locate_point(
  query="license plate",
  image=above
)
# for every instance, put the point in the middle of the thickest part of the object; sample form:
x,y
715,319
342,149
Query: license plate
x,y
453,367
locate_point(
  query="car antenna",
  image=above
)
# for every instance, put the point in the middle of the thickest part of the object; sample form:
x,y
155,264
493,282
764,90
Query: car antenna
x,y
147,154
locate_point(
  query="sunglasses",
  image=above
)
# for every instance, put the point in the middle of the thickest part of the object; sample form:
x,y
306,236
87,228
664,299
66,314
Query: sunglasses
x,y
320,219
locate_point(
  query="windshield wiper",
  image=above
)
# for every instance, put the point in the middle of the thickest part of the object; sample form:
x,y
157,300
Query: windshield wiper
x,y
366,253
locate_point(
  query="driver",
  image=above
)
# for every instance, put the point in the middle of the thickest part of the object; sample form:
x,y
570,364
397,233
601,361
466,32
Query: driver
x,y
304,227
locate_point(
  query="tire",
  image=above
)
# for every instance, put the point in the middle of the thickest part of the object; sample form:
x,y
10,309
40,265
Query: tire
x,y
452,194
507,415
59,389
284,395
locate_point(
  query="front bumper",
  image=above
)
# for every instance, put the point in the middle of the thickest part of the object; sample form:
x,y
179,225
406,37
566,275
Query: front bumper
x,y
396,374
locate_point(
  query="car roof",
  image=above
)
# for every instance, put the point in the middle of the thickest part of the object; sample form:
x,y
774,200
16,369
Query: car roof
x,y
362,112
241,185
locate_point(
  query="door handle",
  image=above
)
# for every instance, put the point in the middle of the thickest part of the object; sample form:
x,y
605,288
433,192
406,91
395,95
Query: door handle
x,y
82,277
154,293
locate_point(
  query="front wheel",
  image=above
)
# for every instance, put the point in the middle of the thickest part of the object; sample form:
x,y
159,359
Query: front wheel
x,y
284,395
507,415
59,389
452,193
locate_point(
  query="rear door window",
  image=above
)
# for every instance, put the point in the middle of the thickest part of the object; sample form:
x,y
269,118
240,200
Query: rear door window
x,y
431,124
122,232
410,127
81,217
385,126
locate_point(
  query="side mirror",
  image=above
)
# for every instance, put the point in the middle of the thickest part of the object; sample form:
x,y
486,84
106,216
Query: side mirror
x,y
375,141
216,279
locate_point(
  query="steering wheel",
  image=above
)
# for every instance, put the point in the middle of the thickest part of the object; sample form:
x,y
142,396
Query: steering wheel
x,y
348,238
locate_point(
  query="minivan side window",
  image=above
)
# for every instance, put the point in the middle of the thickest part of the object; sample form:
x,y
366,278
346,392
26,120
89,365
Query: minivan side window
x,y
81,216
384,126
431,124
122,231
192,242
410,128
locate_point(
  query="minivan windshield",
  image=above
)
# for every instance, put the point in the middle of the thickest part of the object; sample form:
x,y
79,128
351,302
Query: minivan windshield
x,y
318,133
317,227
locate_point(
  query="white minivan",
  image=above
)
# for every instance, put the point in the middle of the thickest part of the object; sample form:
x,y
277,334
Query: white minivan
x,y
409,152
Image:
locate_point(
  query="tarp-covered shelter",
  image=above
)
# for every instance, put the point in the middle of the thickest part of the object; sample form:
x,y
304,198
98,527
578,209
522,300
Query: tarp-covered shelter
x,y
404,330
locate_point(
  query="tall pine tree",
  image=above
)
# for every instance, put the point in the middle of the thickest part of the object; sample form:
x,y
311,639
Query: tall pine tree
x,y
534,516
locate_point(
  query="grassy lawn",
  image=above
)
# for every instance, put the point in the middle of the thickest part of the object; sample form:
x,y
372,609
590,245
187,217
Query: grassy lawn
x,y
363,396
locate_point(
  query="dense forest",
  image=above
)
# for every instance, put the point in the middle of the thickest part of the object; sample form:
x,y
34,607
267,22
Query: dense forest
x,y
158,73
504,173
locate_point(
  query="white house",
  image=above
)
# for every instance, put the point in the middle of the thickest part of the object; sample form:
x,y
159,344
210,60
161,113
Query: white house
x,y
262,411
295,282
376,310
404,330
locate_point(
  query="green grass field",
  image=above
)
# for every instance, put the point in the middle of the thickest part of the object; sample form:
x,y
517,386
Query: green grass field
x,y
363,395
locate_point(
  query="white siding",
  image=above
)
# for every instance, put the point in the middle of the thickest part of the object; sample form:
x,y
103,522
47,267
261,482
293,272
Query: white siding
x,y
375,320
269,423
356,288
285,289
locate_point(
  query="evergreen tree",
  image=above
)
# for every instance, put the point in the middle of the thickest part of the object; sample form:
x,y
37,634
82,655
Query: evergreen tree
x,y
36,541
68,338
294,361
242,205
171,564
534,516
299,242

● ● ● ●

ABOUT THIS EXERCISE:
Return the records above verbatim, in their entirety.

WRITTEN RESPONSE:
locate_point(
  query="license plate",
  image=above
)
# for every instance, put the point in the middle of the thickest part of the object; sample form:
x,y
715,319
342,149
Query: license plate
x,y
453,367
locate_point(
  query="car antenna",
  image=above
)
# for every instance, put the point in the middle of the thickest part of the object; sample form:
x,y
155,264
493,282
764,90
Query: car antenna
x,y
147,154
locate_point(
  query="sunglasses",
  image=above
)
# for every instance, put the point in the middle of the thickest part of the object; sample form:
x,y
306,236
87,228
664,299
66,314
Query: sunglasses
x,y
320,219
locate_point(
  query="windshield wiper",
  image=above
)
# for every instance, put the point in the middle of the thickest part of the object; sample form:
x,y
157,300
Query: windshield wiper
x,y
366,253
locate_point(
  query="driver",
  image=above
)
# for every instance, put the point in the middle of the thickest part of the object; sample form:
x,y
570,364
397,233
601,361
466,32
Query: driver
x,y
304,227
locate_point(
  query="tire",
  image=above
)
# for every instance, put the point in the middle of the thickest part of the object; sample form:
x,y
10,309
40,265
Query: tire
x,y
452,194
507,415
59,389
284,395
locate_point(
  query="front bumper",
  image=above
)
# for every instance, put the point in the middle of the thickest part of the object; sample form:
x,y
179,225
406,37
566,275
Query: front bumper
x,y
396,374
locate_point(
  query="car roof",
  image=above
)
# for every instance, put the point in the middle of the thickest part of the object; sample form:
x,y
774,200
16,369
Query: car roof
x,y
362,112
241,185
locate_point(
  query="door handle",
  image=above
)
# for every instance, put the point in the middle of the thickest part of the object; sample form:
x,y
605,288
433,192
406,91
395,95
Query: door handle
x,y
82,277
154,293
locate_point(
  query="front wheel",
  image=above
)
# for every instance, put the point in the middle of the thickest part of the object; sample form:
x,y
159,359
Query: front wheel
x,y
284,395
507,415
59,389
452,193
locate_point(
  query="rear door window",
  image=above
)
# for every instance, put the point in the middle of the thickest part of the object; sample form:
x,y
269,118
240,200
Query: rear door window
x,y
431,124
122,232
410,127
81,217
385,126
locate_point(
  query="side mirror",
  image=above
)
# for every instance, put the point in the middle of the thickest part of the object; sample form:
x,y
486,84
106,216
Query: side mirror
x,y
375,141
216,279
locate_point(
  query="steering wheel",
  image=above
)
# for every instance, put the point in the middle of the thickest part of the object; sample form:
x,y
142,396
Query: steering wheel
x,y
348,238
locate_point(
  query="minivan side window",
  image=above
)
# for every instance, put the point in the middle of the thickest part of the object; sample form:
x,y
366,278
346,392
26,120
89,365
Query: minivan side window
x,y
81,216
384,126
431,124
122,231
192,242
410,128
locate_point(
  query="minivan windshield",
  image=above
)
# for every instance, put the point in the middle of the thickest part of the object; sample form:
x,y
79,128
351,302
Query: minivan windshield
x,y
318,133
317,227
locate_point(
  query="white minivan",
  image=above
)
# for every instance, put the point in the middle of the thickest part of the object; sample form:
x,y
277,334
Query: white minivan
x,y
409,152
Image:
locate_point(
  query="tarp-covered shelter",
  image=above
)
# for every instance, put the point in the middle of the thickest part of the object; sample form:
x,y
304,198
98,527
578,209
522,300
Query: tarp-covered shelter
x,y
404,330
locate_point(
  query="tall pine tree",
  image=above
)
# for every instance, put the point in the middle of the thickest part of the object; sample form:
x,y
311,639
Query: tall pine tree
x,y
534,516
locate_point(
  query="grassy lawn",
  image=above
)
# for every instance, put the point in the middle of the thickest part of the object; sample form:
x,y
372,609
590,245
187,217
Query: grassy lawn
x,y
363,396
locate_point(
  query="dense forest",
  image=above
)
# for every instance, put the point in the middle of the thickest part of the object; sample form:
x,y
34,607
267,22
Query: dense forest
x,y
158,73
504,173
locate_point(
  query="white house",
  image=above
)
# for every instance, put the point in the middle of the thickest part of the object; sample form:
x,y
159,344
210,60
161,113
Query: white house
x,y
262,411
295,282
376,310
404,330
locate_point(
  query="green grass field",
  image=above
)
# for every instance, put the point in the middle of the thickest part of the object; sample form:
x,y
517,386
Query: green grass field
x,y
363,395
locate_point(
  query="white siding",
  image=above
)
# for every instance, put the point in the middle of the thickest part of the object; sample form:
x,y
103,522
47,267
261,482
293,272
Query: white siding
x,y
375,320
269,423
356,288
285,289
locate_point(
  query="evergreen tree",
  image=above
)
# for every instance, put the point in the middle of the thickest part of the object; sample form:
x,y
37,634
82,655
Query: evergreen tree
x,y
36,541
68,338
294,361
242,205
171,564
534,516
299,242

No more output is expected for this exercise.